• _Exercise A_
Reproduce the stretch of the SIFT discussion thread from "you wont be" through "ANN for classification.".
• _Exercise B_
In the SIFT discussion thread, why does shortening the descriptors still not let them be used with classifiers like SVM or ANN, and what does the reply recommend instead? Answer in one to three sentences.

** Text under study follows **

How to reduce the size of the sample regions of SIFT descriptor (instead of 16x16)?

Hello,

I am working with SIFT descriptors for a 2D image classification on python(3.7). As the dimension of the SIFT descriptor vector is 128, the recovered information is less discriminating. Therefore, I applied a PCA to reduce the dimension of my vector to 46 dimension. I was able to improve the result a bit, but I am looking to improve it even more by reducing the size of the SIFT descriptor computation matrix to a size smaller than 16 x 16. Do you have any suggestions on how to do this?

Thank you.

this is usually a “bad idea” (as long as you’re using keypoint-matching for the classification)
so, what are you planning to do here ?

you wont be able to change this from python.

that will reduce the length of the descriptors, but you still have an uneven “count” of those, and thus cannot use ml, like SVM, ANN for classification.
instead, what ppl use is clustering. create a dictionary from your features, later train & classify distance / histogram vectors

  • I try to get the descriptors of my image to build a database where each descriptor I assigned a class manually. Then, using this database and a machine learning algorithm (SVM or RF) I will make an automatic classification.

  • So if I can’t reduce the size of the SIFT descriptor computation matrix to a size smaller than 16x16 on python, is there any other way to do it? I found in an articlehttps://www.researchgate.net/publication/320165788_SIFT_descriptor_to_set_landmarks_on_biological_images that they reduced the size of the computation matrix to 9x9 instead of 16x16 but I don’t know how they did it!

you’ll end up reimplementing SIFT from scratch
(and, noone said, it would get better, by reducing the sample size !)

tried & discarded idea from so many ppl who tried before.
a single descriptor is statistically meaningless.

what you’re trying to do sounds like Content-based image retrieval - Wikipedia but how you’re trying to do it sounds like you haven’t done all that much research into it

yeah, mutilating SIFT isn’t gonna get you anywhere, nor is reducing the dimensions of individual feature descriptors.

** End of Text under study **
** Source material follows **

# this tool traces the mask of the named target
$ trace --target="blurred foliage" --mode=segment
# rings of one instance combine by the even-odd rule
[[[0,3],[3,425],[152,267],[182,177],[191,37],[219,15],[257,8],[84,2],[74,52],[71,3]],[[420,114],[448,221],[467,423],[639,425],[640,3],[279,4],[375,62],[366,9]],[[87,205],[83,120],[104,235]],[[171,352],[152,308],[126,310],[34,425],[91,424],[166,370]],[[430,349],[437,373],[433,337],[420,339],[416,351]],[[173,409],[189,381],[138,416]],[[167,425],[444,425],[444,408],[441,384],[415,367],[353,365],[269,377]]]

** End of Source material **

• _Response box A_
you wont be able to change this from python.

that will reduce the length of the descriptors, but you still have an uneven “count” of those, and thus cannot use ml, like SVM, ANN for classification.

• _Response box B_
Shortening the descriptors still leaves an uneven count of them, so they cannot go directly into machine learning classifiers such as SVM or ANN. The reply recommends clustering: build a dictionary from the features, then train and classify on distance or histogram vectors.